Task data Block Start

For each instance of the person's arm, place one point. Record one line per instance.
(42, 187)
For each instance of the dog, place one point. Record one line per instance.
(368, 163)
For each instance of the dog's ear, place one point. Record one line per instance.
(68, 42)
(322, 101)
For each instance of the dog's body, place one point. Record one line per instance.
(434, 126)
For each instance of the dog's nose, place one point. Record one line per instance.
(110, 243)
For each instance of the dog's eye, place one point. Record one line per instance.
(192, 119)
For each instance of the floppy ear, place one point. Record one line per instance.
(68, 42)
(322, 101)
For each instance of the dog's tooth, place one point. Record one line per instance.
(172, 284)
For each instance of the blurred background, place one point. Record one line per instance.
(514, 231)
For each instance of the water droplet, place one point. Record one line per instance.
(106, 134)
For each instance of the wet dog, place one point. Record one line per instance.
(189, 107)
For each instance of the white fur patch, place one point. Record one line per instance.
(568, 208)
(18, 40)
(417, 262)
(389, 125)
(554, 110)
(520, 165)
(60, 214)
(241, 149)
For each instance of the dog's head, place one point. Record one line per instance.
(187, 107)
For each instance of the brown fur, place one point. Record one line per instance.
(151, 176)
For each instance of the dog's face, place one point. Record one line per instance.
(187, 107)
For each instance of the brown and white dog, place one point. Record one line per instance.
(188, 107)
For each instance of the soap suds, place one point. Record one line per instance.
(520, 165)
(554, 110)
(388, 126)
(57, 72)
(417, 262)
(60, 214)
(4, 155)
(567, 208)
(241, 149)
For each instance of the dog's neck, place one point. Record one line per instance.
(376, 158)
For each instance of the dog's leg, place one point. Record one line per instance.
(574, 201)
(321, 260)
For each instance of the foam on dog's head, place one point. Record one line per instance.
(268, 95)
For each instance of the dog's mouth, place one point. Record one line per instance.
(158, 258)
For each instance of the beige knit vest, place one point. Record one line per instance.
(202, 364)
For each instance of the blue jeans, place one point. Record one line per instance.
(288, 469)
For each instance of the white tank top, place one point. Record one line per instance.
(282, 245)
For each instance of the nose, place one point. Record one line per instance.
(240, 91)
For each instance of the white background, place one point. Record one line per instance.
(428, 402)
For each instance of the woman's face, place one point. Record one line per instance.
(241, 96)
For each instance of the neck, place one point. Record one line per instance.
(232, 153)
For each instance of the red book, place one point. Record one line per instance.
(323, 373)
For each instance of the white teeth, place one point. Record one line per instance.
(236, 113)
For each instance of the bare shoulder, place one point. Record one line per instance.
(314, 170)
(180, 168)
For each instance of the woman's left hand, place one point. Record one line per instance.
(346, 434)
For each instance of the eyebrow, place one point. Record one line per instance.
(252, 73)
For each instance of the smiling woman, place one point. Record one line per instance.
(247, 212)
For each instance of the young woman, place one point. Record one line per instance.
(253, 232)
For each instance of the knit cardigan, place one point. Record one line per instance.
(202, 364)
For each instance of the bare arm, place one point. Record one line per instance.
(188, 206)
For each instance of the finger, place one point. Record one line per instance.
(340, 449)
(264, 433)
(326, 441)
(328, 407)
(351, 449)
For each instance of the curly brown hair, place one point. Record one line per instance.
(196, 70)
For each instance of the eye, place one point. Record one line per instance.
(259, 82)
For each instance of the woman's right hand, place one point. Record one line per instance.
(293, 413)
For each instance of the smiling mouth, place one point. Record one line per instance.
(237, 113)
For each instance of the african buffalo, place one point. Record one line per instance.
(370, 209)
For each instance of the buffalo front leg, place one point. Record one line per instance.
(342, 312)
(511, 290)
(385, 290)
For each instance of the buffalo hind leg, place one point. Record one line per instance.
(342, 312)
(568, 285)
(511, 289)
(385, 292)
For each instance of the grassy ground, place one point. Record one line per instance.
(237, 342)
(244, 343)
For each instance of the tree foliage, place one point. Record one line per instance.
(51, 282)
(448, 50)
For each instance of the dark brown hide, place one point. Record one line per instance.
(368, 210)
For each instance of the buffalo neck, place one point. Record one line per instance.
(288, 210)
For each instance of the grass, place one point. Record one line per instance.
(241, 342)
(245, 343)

Task data Block End

Problem description - From the first line to the last, return the data exactly as written.

Task solution -
For each instance of the person's arm, place one point. Record one line per instance.
(42, 187)
For each instance of the dog, place one point. Record one line per instance.
(368, 163)
For each instance of the dog's ear, place one point. Record one line per instance.
(68, 42)
(322, 101)
For each instance of the dog's body, place one point. Record one line per instance.
(434, 126)
For each instance of the dog's nose, place one point. Record one line per instance.
(110, 243)
For each instance of the dog's eye, place one point. Record one line per instance.
(192, 119)
For each instance of the floppy ear, place one point. Record one line per instance.
(68, 42)
(322, 101)
For each instance of the dog's tooth, place one point. Record one line per instance.
(172, 284)
For each instance of the blurred background, place one point. Record one line per instance.
(514, 231)
For each instance of the water droplet, place one point. Record one line per instance.
(106, 134)
For each instance of the wet dog, place one point. Record one line per instance.
(189, 107)
For each instance of the white fur patch, place one point. Record one line per instance.
(568, 208)
(18, 40)
(417, 262)
(389, 125)
(554, 110)
(520, 165)
(60, 214)
(241, 149)
For each instance of the dog's head, place one point. Record one line per instance.
(187, 107)
For each instance of the brown fur, place one point. Record one line per instance.
(151, 176)
For each instance of the dog's face, place one point. Record one line per instance.
(187, 107)
For each instance of the brown and white dog, place one point. Record one line per instance.
(188, 107)
For each instance of the soap suds, place one point. Record one line per instance.
(520, 165)
(554, 110)
(388, 126)
(57, 72)
(417, 262)
(60, 214)
(4, 155)
(567, 208)
(241, 149)
For each instance of the dog's neck, place one point. Record one line per instance.
(376, 158)
For each instance of the dog's leg, place one point. Record one line per instance.
(574, 201)
(321, 260)
For each instance of the foam on dog's head, place one point. Record one line per instance.
(268, 95)
For each instance of the dog's mouth, place one point. Record one line per instance.
(158, 258)
For each instance of the beige knit vest, place one point. Record one line per instance.
(202, 364)
For each instance of the blue jeans, place one point. Record one line per instance.
(288, 469)
For each instance of the white tank top, place one point. Record one line per instance.
(282, 245)
For each instance of the nose, place one point. Record one line per instance.
(240, 91)
For each instance of the white background, place one point. Record one line per instance.
(428, 402)
For each instance of the woman's face, place one point. Record one line per instance.
(241, 96)
For each instance of the neck, place one point. Record one line per instance.
(232, 153)
For each instance of the red book, place one point. Record one line per instance.
(323, 373)
For each instance of the white teeth, place one point. Record one line per instance.
(236, 113)
For each instance of the bare shoulder, place one point. Record one line per instance.
(314, 170)
(180, 168)
For each instance of the woman's left hand, place one point. Record one line per instance.
(346, 434)
For each instance of the eyebrow, place one point. Record one line per instance.
(252, 73)
For each instance of the smiling woman, place one point. Record one line per instance.
(247, 212)
For each instance of the young woman, place one point. Record one line per instance.
(253, 232)
For each instance of the knit cardigan, place one point. Record one line per instance.
(202, 364)
For each instance of the bare arm, place one point. Record one line per instance.
(188, 206)
For each instance of the finger, place one point. Record one line per instance.
(340, 449)
(264, 433)
(326, 441)
(328, 407)
(351, 449)
For each instance of the curly brown hair, place one point. Record one line per instance.
(196, 70)
For each instance of the eye, place one point. Record one line per instance.
(259, 82)
For each instance of the woman's right hand, place one point. Record one line per instance.
(293, 413)
For each instance of the smiling mouth, place one point. Record one line per instance.
(237, 113)
For each instance of the african buffalo, place one point. Record one line per instance.
(370, 209)
For each instance of the buffalo front leg, place one point. Record one line per instance.
(342, 312)
(511, 290)
(385, 290)
For each instance of the buffalo hind leg, place one point. Record one line per instance.
(342, 312)
(568, 285)
(511, 289)
(385, 292)
For each instance of the grassy ground, place one point. Record one line per instance.
(237, 342)
(244, 343)
For each instance of the tree foliage, place one point. Record one line per instance.
(51, 282)
(448, 50)
For each instance of the dark brown hide, place one point. Record one line per instance.
(368, 210)
For each instance of the buffalo neck, place one point. Record one line per instance.
(288, 210)
For each instance of the grass, place one point. Record one line per instance.
(241, 342)
(245, 343)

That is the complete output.